### Extracted records:
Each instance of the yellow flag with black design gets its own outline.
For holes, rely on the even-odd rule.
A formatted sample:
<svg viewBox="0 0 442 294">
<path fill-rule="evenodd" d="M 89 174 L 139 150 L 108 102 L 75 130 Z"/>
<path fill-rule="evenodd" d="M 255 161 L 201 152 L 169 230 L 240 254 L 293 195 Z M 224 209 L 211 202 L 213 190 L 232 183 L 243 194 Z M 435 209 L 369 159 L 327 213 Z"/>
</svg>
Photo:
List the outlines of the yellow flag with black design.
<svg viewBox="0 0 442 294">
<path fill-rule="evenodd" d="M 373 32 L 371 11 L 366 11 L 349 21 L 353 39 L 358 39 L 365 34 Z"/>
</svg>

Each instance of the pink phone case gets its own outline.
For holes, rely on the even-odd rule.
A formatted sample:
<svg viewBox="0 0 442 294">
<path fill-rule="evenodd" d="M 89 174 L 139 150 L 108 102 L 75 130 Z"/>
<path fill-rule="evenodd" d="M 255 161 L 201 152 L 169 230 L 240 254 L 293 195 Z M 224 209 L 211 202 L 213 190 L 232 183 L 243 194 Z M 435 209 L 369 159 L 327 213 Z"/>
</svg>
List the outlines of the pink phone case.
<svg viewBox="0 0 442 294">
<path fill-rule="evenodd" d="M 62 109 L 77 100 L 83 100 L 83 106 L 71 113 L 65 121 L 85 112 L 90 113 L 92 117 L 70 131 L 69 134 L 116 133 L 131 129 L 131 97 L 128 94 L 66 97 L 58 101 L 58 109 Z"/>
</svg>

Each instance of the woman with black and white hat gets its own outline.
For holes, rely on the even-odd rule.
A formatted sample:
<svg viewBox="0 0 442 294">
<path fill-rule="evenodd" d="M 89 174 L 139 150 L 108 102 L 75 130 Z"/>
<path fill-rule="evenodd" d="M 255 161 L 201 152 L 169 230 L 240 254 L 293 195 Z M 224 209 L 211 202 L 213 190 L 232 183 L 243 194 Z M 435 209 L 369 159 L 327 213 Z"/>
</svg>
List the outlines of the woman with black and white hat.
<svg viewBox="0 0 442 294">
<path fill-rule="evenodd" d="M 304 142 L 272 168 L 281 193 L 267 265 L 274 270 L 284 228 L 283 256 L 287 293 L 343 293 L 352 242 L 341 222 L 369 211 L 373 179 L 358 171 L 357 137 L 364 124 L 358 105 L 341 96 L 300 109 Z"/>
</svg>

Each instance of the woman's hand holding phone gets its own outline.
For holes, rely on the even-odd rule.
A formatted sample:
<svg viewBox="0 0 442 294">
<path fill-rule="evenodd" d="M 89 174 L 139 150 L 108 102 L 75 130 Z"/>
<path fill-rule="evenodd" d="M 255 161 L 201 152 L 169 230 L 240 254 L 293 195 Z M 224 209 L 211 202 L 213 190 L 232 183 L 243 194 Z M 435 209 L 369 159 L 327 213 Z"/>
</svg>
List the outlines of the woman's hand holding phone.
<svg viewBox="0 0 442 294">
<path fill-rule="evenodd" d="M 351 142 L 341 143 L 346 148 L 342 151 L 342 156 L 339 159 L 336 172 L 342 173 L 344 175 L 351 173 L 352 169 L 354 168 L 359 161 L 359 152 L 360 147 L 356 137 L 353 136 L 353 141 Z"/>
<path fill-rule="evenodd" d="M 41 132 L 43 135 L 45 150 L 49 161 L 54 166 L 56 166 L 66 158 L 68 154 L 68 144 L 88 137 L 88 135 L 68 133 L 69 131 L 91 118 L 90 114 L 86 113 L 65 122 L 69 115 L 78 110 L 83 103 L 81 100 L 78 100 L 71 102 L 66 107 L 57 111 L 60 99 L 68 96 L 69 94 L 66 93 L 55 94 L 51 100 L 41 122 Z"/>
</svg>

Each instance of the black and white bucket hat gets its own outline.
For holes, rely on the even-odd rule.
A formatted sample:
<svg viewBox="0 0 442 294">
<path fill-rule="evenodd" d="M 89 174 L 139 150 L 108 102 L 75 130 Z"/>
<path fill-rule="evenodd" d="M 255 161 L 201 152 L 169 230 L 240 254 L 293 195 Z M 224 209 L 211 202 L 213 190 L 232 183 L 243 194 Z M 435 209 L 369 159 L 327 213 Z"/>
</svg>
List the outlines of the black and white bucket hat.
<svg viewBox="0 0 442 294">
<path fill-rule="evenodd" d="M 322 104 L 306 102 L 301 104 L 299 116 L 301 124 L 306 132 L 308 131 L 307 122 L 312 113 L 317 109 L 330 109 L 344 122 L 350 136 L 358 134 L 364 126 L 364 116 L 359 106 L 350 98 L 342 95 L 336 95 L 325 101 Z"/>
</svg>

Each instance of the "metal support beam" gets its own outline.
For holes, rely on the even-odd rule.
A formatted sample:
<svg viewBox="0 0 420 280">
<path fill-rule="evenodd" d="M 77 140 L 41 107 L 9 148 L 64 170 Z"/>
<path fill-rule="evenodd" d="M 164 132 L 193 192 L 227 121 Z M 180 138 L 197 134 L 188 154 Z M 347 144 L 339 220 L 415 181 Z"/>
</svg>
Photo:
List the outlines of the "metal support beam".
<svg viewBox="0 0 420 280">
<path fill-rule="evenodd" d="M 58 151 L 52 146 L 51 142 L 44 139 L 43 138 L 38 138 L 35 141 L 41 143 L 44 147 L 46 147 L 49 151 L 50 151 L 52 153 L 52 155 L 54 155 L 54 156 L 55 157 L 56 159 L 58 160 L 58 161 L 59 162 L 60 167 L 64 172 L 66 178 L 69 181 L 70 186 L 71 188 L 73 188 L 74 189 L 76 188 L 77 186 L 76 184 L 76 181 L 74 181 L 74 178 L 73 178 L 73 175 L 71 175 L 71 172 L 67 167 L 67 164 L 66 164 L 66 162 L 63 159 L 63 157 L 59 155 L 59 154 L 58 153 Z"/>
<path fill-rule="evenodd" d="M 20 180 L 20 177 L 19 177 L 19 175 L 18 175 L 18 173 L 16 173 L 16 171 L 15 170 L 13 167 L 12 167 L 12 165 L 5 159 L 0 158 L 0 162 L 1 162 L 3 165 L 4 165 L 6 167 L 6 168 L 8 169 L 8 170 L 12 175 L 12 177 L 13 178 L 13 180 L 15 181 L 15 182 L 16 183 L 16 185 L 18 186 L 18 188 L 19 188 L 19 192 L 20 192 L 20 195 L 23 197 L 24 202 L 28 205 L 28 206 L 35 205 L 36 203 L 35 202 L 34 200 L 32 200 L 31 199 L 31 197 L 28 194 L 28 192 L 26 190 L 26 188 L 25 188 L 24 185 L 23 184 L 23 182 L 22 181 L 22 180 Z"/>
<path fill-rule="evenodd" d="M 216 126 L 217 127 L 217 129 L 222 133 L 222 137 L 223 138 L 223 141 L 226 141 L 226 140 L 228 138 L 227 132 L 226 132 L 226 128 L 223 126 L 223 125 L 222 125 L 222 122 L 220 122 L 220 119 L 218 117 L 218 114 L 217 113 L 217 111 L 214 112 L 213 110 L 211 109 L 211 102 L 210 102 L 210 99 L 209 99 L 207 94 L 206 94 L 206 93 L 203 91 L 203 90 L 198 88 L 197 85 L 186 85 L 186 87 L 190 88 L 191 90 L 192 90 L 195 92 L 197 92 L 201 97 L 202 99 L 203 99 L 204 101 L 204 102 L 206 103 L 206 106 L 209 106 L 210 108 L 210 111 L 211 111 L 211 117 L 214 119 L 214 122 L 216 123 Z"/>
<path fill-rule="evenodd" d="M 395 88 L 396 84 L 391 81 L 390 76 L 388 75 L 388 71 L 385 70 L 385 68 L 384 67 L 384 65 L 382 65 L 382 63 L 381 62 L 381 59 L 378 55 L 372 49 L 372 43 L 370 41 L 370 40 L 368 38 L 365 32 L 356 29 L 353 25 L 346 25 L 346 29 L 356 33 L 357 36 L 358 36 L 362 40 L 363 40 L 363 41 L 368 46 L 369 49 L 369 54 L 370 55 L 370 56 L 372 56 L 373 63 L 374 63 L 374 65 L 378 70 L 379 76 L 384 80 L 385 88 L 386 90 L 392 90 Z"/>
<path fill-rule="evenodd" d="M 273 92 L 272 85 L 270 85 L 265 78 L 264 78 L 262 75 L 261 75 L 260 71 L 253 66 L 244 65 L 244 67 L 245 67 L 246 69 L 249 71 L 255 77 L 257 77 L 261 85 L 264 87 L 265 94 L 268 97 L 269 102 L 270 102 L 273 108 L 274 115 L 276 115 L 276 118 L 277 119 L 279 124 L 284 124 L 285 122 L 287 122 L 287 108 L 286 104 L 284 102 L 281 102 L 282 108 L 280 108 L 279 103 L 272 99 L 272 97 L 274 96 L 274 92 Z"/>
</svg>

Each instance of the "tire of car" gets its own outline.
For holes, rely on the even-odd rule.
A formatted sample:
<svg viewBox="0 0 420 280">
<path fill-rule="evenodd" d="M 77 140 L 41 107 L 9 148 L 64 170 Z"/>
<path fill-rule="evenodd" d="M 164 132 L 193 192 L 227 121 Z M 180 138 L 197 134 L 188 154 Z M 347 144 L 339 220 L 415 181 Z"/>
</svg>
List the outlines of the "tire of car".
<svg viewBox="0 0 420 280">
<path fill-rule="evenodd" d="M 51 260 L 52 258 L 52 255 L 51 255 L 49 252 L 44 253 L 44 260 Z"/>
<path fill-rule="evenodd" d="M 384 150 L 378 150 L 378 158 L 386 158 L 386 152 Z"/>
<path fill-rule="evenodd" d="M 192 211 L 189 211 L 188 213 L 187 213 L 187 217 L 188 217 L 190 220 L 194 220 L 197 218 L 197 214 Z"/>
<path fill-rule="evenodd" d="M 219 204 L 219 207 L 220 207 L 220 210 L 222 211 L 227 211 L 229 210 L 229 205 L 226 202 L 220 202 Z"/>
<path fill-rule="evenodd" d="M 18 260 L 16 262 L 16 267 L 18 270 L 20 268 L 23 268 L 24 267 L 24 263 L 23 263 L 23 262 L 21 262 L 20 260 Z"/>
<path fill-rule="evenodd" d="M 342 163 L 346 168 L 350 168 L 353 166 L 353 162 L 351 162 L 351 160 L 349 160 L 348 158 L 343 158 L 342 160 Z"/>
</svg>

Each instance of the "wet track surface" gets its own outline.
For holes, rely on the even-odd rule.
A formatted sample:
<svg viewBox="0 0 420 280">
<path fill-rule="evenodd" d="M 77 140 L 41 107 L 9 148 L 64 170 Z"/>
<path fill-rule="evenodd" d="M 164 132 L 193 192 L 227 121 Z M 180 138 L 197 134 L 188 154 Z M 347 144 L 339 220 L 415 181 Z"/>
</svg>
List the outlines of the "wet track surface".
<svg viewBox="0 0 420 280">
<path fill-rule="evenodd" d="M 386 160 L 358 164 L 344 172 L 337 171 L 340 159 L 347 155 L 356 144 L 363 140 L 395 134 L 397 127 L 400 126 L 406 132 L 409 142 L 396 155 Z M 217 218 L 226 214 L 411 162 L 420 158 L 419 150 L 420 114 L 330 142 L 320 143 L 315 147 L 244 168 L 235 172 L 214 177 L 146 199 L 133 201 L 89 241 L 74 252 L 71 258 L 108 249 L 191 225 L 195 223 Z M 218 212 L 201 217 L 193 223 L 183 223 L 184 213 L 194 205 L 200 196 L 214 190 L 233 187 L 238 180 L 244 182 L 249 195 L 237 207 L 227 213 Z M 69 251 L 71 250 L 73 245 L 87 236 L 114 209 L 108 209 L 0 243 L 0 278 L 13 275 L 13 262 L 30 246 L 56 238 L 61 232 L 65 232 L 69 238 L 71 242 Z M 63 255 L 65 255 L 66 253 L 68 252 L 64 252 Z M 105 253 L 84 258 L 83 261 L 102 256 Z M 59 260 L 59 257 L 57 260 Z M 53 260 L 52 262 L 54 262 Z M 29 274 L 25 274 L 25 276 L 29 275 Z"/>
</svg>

### Objective:
Format the lines of the items above as a numbered list, starting with the first line and going on through the line that contains "373 32 L 371". Leave out blank lines.

### Answer to the task:
1. Each instance of the yellow flag with black design gets its own outline.
2. For holes, rely on the even-odd rule.
3. A formatted sample:
4. <svg viewBox="0 0 442 294">
5. <path fill-rule="evenodd" d="M 89 174 L 139 150 L 108 102 L 75 130 Z"/>
6. <path fill-rule="evenodd" d="M 255 161 L 201 152 L 169 230 L 240 254 L 293 195 Z M 224 209 L 211 202 L 213 190 L 232 183 L 243 194 Z M 435 209 L 369 159 L 327 213 Z"/>
7. </svg>
8. Photo:
9. List the outlines of the yellow flag with black design.
10. <svg viewBox="0 0 442 294">
11. <path fill-rule="evenodd" d="M 373 32 L 371 11 L 366 11 L 349 21 L 353 39 L 358 39 L 365 34 Z"/>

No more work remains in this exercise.